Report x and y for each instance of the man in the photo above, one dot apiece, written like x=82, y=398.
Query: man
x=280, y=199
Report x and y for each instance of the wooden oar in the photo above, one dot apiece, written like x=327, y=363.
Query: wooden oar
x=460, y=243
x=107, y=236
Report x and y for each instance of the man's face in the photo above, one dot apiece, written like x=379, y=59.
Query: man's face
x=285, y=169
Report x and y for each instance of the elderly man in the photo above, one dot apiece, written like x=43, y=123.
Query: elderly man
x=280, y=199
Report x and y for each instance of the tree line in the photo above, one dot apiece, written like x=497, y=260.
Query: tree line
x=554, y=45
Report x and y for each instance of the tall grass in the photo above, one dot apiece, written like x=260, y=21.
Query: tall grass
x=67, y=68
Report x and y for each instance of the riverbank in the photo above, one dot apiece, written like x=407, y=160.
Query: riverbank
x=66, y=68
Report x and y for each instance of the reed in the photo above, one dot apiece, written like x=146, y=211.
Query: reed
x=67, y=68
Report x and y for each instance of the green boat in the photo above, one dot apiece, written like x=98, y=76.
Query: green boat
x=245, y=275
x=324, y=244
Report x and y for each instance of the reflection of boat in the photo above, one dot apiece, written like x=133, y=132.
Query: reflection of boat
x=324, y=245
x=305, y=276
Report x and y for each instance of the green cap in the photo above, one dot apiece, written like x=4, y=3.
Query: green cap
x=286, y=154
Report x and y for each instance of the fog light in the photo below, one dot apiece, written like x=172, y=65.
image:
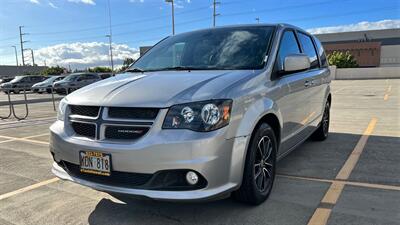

EXERCISE INSTRUCTIONS: The required output is the listing above reproduced exactly, pictures removed.

WRITTEN ANSWER:
Report x and y for each instance of the man in the photo above, one dot apiece, written like x=82, y=398.
Query: man
x=280, y=199
Report x and y for each instance of the wooden oar in the photo above, one dot apiece, written like x=327, y=363.
Query: wooden oar
x=460, y=243
x=107, y=236
Report x and y for each instance of the man's face in the photo above, one dot apiece, written like x=379, y=59.
Query: man's face
x=285, y=169
Report x and y for each instance of the elderly man in the photo above, one dot apiece, written like x=43, y=123.
Query: elderly man
x=280, y=199
Report x and y for each instance of the tree line in the photo above, one dot apiece, written like x=497, y=260.
Query: tree line
x=554, y=45
Report x and y for each instance of the tall grass in the photo above, one dot apiece, written like x=260, y=21.
Query: tall grass
x=67, y=68
Report x and y for each instance of the riverbank in the photo above, one dot apiece, written like x=407, y=160.
Query: riverbank
x=66, y=68
Report x and y for each instance of the reed in the photo above, one dot apiece, written like x=146, y=211.
Query: reed
x=67, y=68
Report x and y for each instance of the green boat in the photo above, one dot apiece, written like x=98, y=76.
Query: green boat
x=245, y=275
x=324, y=244
Report x and y for each instance of the reflection of boat in the photo above, one dot apiece, written like x=133, y=132.
Query: reflection of boat
x=324, y=245
x=305, y=276
Report x and y for each instance of the green cap in the photo above, one dot apiece, written like x=4, y=3.
Query: green cap
x=286, y=154
Report x and y for each instance of the fog light in the photo below, one dot apiece, written like x=172, y=65.
image:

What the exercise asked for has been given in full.